- Exercise goal -
Can you write out all of the material below, word for word?

- Entries from a pointing dataset -
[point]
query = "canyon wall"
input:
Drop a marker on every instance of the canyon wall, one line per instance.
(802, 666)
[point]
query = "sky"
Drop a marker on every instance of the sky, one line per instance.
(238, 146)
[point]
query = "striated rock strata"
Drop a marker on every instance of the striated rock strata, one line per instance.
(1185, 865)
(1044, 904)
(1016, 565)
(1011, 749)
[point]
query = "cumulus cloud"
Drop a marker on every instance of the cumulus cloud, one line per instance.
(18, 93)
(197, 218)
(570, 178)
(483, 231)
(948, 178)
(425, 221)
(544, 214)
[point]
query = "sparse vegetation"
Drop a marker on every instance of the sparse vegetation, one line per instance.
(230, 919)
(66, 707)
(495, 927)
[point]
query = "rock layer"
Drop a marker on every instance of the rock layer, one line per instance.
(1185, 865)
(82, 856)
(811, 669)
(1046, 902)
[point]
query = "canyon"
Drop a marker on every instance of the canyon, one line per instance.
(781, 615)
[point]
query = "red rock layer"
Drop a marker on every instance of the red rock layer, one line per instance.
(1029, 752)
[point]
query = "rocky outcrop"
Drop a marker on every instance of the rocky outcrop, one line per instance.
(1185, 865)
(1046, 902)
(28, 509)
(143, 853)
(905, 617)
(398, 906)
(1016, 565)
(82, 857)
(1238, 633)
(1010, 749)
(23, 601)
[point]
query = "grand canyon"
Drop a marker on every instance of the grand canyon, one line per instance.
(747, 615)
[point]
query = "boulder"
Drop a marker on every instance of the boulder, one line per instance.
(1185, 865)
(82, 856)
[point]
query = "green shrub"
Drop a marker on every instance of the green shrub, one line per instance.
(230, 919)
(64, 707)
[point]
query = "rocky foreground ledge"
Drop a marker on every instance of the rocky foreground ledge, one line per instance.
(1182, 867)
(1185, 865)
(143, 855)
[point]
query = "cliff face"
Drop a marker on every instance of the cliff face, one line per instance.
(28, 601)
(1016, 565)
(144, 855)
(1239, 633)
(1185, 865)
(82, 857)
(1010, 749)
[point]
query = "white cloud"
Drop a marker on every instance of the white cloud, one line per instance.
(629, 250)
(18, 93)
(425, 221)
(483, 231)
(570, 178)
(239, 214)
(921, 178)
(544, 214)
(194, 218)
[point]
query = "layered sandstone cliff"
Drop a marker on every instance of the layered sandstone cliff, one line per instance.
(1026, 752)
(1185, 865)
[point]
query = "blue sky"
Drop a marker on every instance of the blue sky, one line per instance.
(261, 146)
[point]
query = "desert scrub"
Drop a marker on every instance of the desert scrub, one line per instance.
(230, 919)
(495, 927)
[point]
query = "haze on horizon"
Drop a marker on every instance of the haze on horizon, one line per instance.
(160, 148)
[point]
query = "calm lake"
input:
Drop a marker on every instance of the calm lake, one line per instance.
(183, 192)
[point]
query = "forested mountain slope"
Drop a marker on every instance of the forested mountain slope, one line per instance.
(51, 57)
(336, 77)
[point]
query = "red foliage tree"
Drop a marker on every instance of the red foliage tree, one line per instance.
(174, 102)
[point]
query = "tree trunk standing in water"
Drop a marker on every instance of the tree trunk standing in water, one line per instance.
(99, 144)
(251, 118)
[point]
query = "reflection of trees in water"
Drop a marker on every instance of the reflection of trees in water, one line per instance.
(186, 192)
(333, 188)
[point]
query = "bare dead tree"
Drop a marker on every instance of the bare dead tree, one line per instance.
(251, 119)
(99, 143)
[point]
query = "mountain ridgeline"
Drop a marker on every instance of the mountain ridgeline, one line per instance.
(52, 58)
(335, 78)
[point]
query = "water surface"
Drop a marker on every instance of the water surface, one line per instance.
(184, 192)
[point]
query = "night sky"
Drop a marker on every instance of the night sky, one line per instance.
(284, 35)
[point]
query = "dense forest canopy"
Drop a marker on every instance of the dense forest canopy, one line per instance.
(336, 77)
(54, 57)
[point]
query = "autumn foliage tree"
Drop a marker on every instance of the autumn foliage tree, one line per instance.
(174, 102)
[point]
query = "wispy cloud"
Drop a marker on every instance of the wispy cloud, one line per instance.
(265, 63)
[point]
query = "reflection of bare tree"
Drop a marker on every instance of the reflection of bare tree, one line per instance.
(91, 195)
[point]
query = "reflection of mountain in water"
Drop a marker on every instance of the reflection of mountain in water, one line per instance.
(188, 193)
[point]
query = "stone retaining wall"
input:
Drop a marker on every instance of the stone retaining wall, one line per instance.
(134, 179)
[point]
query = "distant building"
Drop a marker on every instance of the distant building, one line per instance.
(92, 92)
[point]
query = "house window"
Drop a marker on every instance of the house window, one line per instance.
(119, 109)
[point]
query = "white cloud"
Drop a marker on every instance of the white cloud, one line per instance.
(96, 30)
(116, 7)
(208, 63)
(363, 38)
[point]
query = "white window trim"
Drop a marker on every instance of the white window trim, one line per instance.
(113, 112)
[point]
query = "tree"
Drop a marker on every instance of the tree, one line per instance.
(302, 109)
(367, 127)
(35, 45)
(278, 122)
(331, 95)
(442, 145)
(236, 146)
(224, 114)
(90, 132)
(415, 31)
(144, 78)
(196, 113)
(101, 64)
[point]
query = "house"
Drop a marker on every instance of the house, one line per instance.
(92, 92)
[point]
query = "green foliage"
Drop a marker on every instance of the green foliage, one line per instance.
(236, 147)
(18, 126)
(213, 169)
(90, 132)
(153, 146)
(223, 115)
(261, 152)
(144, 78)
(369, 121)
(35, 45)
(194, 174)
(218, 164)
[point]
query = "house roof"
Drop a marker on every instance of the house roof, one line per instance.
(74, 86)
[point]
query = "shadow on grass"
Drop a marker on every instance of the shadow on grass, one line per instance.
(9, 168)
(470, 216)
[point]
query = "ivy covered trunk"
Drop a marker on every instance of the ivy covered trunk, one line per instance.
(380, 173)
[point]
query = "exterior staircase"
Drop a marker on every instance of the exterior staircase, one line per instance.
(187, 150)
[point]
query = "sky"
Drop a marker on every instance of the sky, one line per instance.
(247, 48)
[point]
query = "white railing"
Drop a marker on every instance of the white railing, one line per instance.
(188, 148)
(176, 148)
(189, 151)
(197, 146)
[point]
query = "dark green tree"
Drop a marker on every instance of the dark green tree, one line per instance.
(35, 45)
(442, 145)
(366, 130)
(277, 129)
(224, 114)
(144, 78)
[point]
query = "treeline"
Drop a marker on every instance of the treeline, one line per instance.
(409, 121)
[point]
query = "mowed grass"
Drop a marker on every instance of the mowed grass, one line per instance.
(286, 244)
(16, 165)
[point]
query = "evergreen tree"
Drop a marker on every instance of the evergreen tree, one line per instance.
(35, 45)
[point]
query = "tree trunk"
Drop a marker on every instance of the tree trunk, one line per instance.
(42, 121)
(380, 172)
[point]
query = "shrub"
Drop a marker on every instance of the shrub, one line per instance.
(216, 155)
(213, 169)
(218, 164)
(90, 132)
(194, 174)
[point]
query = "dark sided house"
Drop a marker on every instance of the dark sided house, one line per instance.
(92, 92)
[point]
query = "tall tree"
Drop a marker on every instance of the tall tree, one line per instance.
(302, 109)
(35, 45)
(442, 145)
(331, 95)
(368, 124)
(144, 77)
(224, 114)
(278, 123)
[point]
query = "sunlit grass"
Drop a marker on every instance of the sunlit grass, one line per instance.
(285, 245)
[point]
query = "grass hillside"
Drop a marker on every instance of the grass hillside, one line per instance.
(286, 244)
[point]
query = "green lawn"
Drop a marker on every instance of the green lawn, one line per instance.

- In response -
[point]
query = "canyon wall"
input:
Drop a marker on every instance of the canyon wall, one line per instance.
(802, 666)
[point]
query = "sky"
Drop a marker on every instance of the sky, one line per instance.
(238, 146)
[point]
query = "striated rock strata"
Drop a marker on every instance of the striated rock strata, one line per instance.
(1185, 865)
(1044, 904)
(1016, 565)
(1011, 749)
[point]
query = "cumulus cloud"
Drop a marker on every instance of the cumulus cloud, one line per instance.
(18, 93)
(197, 218)
(570, 178)
(483, 231)
(948, 178)
(425, 221)
(544, 214)
[point]
query = "sparse vegetation"
Drop a marker on every instance of the sparse vegetation, one line per instance.
(230, 919)
(66, 707)
(495, 927)
[point]
query = "rock layer"
Drop a marker on every instance of the rock layer, one line per instance.
(1185, 865)
(82, 856)
(811, 669)
(1046, 902)
[point]
query = "canyon"
Drop a marker on every instance of the canyon, one line per instance.
(781, 615)
[point]
query = "red rock layer"
Drop a marker on every instance of the red rock layer, one line per instance.
(1029, 752)
[point]
query = "rocky outcrop"
Drop a marker on every instance of the rocky outcrop, one line per instance.
(1185, 865)
(1046, 902)
(28, 509)
(143, 853)
(905, 617)
(398, 906)
(1016, 565)
(82, 857)
(1238, 633)
(1010, 749)
(23, 601)
[point]
query = "grand canyon"
Drop a marker on every instance of the grand canyon, one line per instance.
(747, 615)
[point]
query = "boulder"
Drop a marker on every instance of the boulder, one line per instance.
(1185, 865)
(82, 856)
[point]
query = "green shrub"
Drop a marker on every instance of the green shrub, one line per instance.
(230, 919)
(64, 707)
[point]
query = "rocky foreground ledge"
Drop a marker on every instance of the rocky foreground ledge, one line per instance.
(1182, 867)
(1185, 865)
(143, 855)
[point]
query = "cliff face"
Drop a marker on every instance of the cliff face, one line per instance.
(28, 601)
(1016, 565)
(144, 855)
(1239, 633)
(1185, 865)
(82, 857)
(1010, 749)
[point]
query = "white cloud"
Drop a marker on every instance of the white cloud, one line per instance.
(629, 250)
(18, 93)
(425, 221)
(483, 231)
(570, 178)
(239, 214)
(921, 178)
(544, 214)
(194, 218)
[point]
query = "layered sandstone cliff"
Drop a marker on every instance of the layered sandstone cliff, one line per instance.
(1026, 752)
(1185, 865)
[point]
query = "blue sky"
Drop a marker on every instance of the blue sky, one line per instance.
(261, 146)
[point]
query = "desert scrub"
Drop a marker on every instance of the desert scrub, one line per instance.
(230, 919)
(495, 927)
[point]
query = "haze on horizon"
Drop a marker on every instance of the haze on horizon, one line per instance.
(160, 148)
[point]
query = "calm lake"
input:
Drop a marker on every instance of the calm lake, one line per instance.
(183, 192)
[point]
query = "forested mountain slope"
Drop a marker on every instance of the forested mountain slope, one line per instance.
(51, 57)
(336, 77)
[point]
query = "red foliage tree"
Drop a marker on every instance of the red foliage tree, one line per instance.
(174, 102)
[point]
query = "tree trunk standing in water"
Drop a marker on every instance of the tree trunk standing in water, one line per instance.
(99, 144)
(251, 118)
[point]
query = "reflection of trees in water"
Drop a marker on every instance of the reflection of trees in water, one line per instance.
(186, 192)
(333, 188)
[point]
query = "bare dead tree"
Drop a marker on every instance of the bare dead tree, one line per instance.
(251, 119)
(99, 143)
[point]
query = "mountain ridgeline"
Drop a marker on every instance of the mountain ridgeline, one line per instance.
(52, 58)
(335, 78)
[point]
query = "water surface"
Drop a marker on every instance of the water surface, one line per instance.
(184, 192)
[point]
query = "night sky"
Drop a marker on every instance of the night sky, one line per instance.
(284, 35)
[point]
query = "dense forest canopy"
Drop a marker on every instance of the dense forest canopy, one line per instance.
(336, 77)
(54, 57)
[point]
query = "autumn foliage tree"
Drop a marker on every instance of the autumn foliage tree, one line per instance.
(174, 102)
[point]
query = "wispy cloud"
Drop a marker on every instance of the wispy cloud, one line per instance.
(265, 63)
[point]
query = "reflection of bare tree"
Drop a marker on every instance of the reflection of bare tree, one line per instance.
(91, 195)
[point]
query = "reflection of mountain in water"
Drop a marker on every instance of the reflection of mountain in water, one line per instance.
(188, 193)
[point]
query = "stone retaining wall"
input:
Drop a marker on every instance of the stone retaining wall, one line per instance.
(134, 179)
[point]
query = "distant building"
Drop a marker on every instance of the distant building, one line per instance.
(92, 92)
[point]
query = "house window"
Drop a marker on every instance of the house window, one line per instance.
(119, 109)
[point]
query = "white cloud"
Drop a marker on every instance of the white cloud, one line per instance.
(96, 30)
(116, 7)
(208, 63)
(363, 38)
[point]
query = "white window trim"
Drop a marker on every instance of the white window trim, one line per instance.
(113, 112)
[point]
query = "tree"
Drop a marker on every instance of the tree, one line per instance.
(302, 109)
(367, 127)
(35, 45)
(278, 122)
(331, 95)
(442, 145)
(236, 146)
(224, 114)
(90, 132)
(415, 31)
(144, 78)
(196, 113)
(101, 64)
[point]
query = "house"
Drop a marker on every instance of the house, one line per instance.
(92, 92)
[point]
query = "green foliage"
Drop a marker on every instance of the green foliage, one line per instance.
(236, 147)
(18, 126)
(213, 169)
(90, 132)
(153, 146)
(223, 115)
(261, 152)
(144, 78)
(369, 121)
(35, 45)
(194, 174)
(218, 164)
[point]
query = "house roof"
Drop a marker on every instance of the house roof, one line per instance.
(74, 86)
[point]
query = "shadow on grass"
Drop a marker on every instance of the shadow on grass, one line per instance.
(9, 168)
(470, 216)
[point]
query = "ivy covered trunk"
Drop a marker on every instance of the ivy covered trunk, one line per instance.
(380, 173)
[point]
query = "exterior staircase"
Drop a marker on every instance of the exterior staircase, one line per instance.
(187, 150)
[point]
query = "sky"
Drop a marker on every instance of the sky, one line per instance.
(247, 48)
[point]
query = "white railing"
Drop a marker on every instance of the white railing, one line per instance.
(188, 148)
(176, 148)
(189, 151)
(197, 146)
[point]
query = "dark green tree"
Drop a marker on every instance of the dark green tree, one line per instance.
(35, 45)
(442, 145)
(366, 130)
(277, 129)
(224, 114)
(144, 78)
[point]
query = "treeline"
Drop a marker on every instance of the treeline, one line per instance.
(409, 121)
[point]
query = "mowed grass"
Drop a marker on every instance of the mowed grass, one line per instance.
(286, 244)
(16, 165)
[point]
query = "evergreen tree"
Drop a marker on every instance of the evergreen tree, one line per instance.
(35, 45)
[point]
query = "tree trunk"
Drop a marker on every instance of the tree trunk, one line per instance.
(42, 121)
(380, 172)
[point]
query = "shrub"
Drop a marker on every instance of the shrub, one line per instance.
(216, 155)
(213, 169)
(218, 164)
(90, 132)
(194, 174)
[point]
query = "dark sided house"
Drop a marker on every instance of the dark sided house, one line per instance.
(92, 92)
[point]
query = "tall tree"
Drop a marker on every instance of the tall tree, one line per instance.
(302, 109)
(35, 45)
(442, 145)
(331, 95)
(368, 124)
(144, 77)
(224, 114)
(278, 123)
[point]
query = "sunlit grass"
Drop a marker on every instance of the sunlit grass, one line per instance.
(285, 245)
[point]
query = "grass hillside"
Drop a marker on every instance of the grass hillside, one line per instance.
(286, 244)
[point]
query = "green lawn"
Drop a marker on every instance of the green lawn, one line per instance.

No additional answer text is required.